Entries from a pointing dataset

○ ○ ○ ○

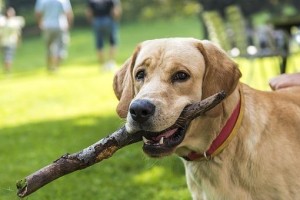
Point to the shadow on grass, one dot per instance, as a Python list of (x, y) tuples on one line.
[(129, 174)]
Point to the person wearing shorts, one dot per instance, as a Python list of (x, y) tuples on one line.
[(10, 34), (54, 18), (104, 16)]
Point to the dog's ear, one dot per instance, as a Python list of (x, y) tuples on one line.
[(221, 73), (123, 85)]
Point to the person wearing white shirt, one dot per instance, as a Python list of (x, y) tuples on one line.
[(10, 34), (54, 18)]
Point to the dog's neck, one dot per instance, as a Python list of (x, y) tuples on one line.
[(226, 134)]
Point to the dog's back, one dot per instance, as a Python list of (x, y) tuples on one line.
[(262, 161)]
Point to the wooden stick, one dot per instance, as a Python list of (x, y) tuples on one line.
[(103, 149)]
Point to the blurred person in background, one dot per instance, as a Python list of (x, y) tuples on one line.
[(285, 80), (104, 16), (54, 18), (10, 36)]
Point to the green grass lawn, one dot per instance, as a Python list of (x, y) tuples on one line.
[(44, 116)]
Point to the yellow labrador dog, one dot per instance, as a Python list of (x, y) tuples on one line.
[(247, 147)]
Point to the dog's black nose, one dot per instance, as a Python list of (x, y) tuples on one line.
[(141, 110)]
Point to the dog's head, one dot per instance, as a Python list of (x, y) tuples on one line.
[(161, 78)]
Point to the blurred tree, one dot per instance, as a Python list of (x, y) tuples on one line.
[(139, 10)]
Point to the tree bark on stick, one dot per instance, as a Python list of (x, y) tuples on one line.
[(103, 149)]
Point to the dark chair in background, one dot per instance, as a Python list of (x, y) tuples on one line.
[(236, 36)]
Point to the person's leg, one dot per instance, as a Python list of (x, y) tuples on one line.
[(55, 49), (113, 38), (50, 59), (8, 53), (98, 32)]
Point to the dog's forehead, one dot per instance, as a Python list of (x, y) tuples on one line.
[(181, 49)]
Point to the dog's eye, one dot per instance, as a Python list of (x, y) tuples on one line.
[(180, 76), (140, 75)]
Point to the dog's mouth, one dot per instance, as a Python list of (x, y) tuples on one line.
[(163, 143)]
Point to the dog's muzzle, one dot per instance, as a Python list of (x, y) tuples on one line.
[(141, 110)]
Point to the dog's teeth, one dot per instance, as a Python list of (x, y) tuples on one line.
[(161, 141), (145, 140)]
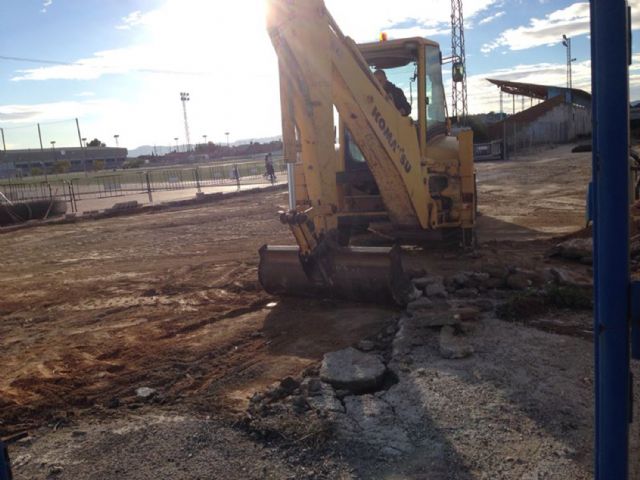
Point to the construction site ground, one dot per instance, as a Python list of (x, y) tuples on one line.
[(93, 311)]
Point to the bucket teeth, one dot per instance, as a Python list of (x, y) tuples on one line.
[(360, 274)]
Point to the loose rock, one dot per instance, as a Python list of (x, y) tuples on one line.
[(467, 292), (352, 370), (145, 392), (366, 345), (436, 290), (453, 346), (420, 304), (518, 281)]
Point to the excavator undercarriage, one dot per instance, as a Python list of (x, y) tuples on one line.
[(374, 168)]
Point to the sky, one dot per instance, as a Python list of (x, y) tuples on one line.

○ ○ ○ ○

▶ **Exercise instructions**: Reproduce the records above, substituting "one point per instance" for every occurrence of "one dot per instance" and changing nothing else. Omit the pictures from your answer.

▶ **Full answer**:
Point to the shadow on grass, one point per instance, as a Python list of (x, y) tuples on one line.
[(129, 174)]
Point to the person wearing shorts, one point per instance, as a Python list of (x, y) tuples on one line.
[(10, 34), (54, 18), (104, 16)]
Point to the dog's ear, one point per instance, as a Python list of (x, y) tuples on one line.
[(221, 73), (123, 85)]
Point to the person wearing white shirt, one point per instance, as a Python list of (x, y) tuples on one line.
[(10, 34), (54, 18)]
Point to the dog's neck, one point per instance, as a Python list of (x, y) tuples on one line.
[(226, 134)]
Point to the dog's back, one point per instance, as a Python list of (x, y) tuples on one line.
[(262, 161)]
Point to the wooden stick, one point per instance, as a Python list of (x, y) tuples on one line.
[(103, 149)]
Point to the blurred person in background, one point per instance, as a Python list of (x, y) tuples on one line.
[(285, 80), (104, 16), (54, 18), (10, 36)]
Point to the green grass lawn, one point per instance, as a Python list of (x, y) tuples on one line.
[(44, 116)]
Point to the yellow labrador dog, one point per instance, as a Python list of (x, y) tuples on one line.
[(247, 147)]
Point to the dog's black nose, one point per instance, as a Python list of (x, y) tuples on one line.
[(141, 110)]
Point to the dog's head, one point per instance, as a Python list of (x, y) tuples on one line.
[(161, 78)]
Point to the blurred tree, one point per instance, as a Python list of (x, y) tuples on one line.
[(139, 10)]
Point to the tree bark on stick, one point per instance, as a Python list of (x, y) tuples on one line.
[(103, 149)]
Point to the dark chair in background, one point per instance, as a Python list of (x, y) tuples on one line.
[(236, 36)]
Point to the person's leg, one point per instance, as a Python list of (x, y) tuples on one line.
[(55, 49), (113, 38), (50, 59), (8, 53), (98, 32)]
Point to the dog's forehead, one point per instance, as a Python list of (x, y) tuples on one line.
[(181, 49)]
Point to the dog's eye, one point per instance, as a Python list of (x, y) tuples on one line.
[(180, 76), (140, 75)]
Point to the dog's mouth, one point per instance, as a Python list of (x, y) tuples on one line.
[(163, 143)]
Point to the dog's muzzle, one point per instance, as a Python list of (x, y) tuples on one line.
[(141, 110)]
Point to the dog's teeth, one point per instance, as a Python list of (x, y) tuples on one line.
[(161, 141), (145, 140)]
Point to the construction site ground, one point per instance, as a Python list of (x, y) tuples on one line.
[(93, 311)]
Point to the bucket teeth, one point per instance, as a Python list of (x, y) tuples on one line.
[(360, 274)]
Point to the loose rock, one point per instance, as a Python list of (x, y) tuples on one line.
[(467, 292), (352, 370), (145, 392), (366, 345), (436, 290), (453, 346), (420, 304), (518, 281)]
Point to the excavator undercarriage, one point per instance, as a Python list of (x, y) tuples on one line.
[(374, 168)]
Point to the sky, one point per instance, as a Python list of (x, y) tuples on one line.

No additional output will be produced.